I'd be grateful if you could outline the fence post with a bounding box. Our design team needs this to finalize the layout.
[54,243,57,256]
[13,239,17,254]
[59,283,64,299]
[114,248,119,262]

━━━━━━

What you have to do.
Please copy the data above in its entirety, exactly as written.

Your solution.
I'd be grateful if you could outline the fence post with a bounding box. Our design team needs this to finalize the layout.
[54,243,57,256]
[13,239,17,254]
[59,283,64,299]
[114,248,119,262]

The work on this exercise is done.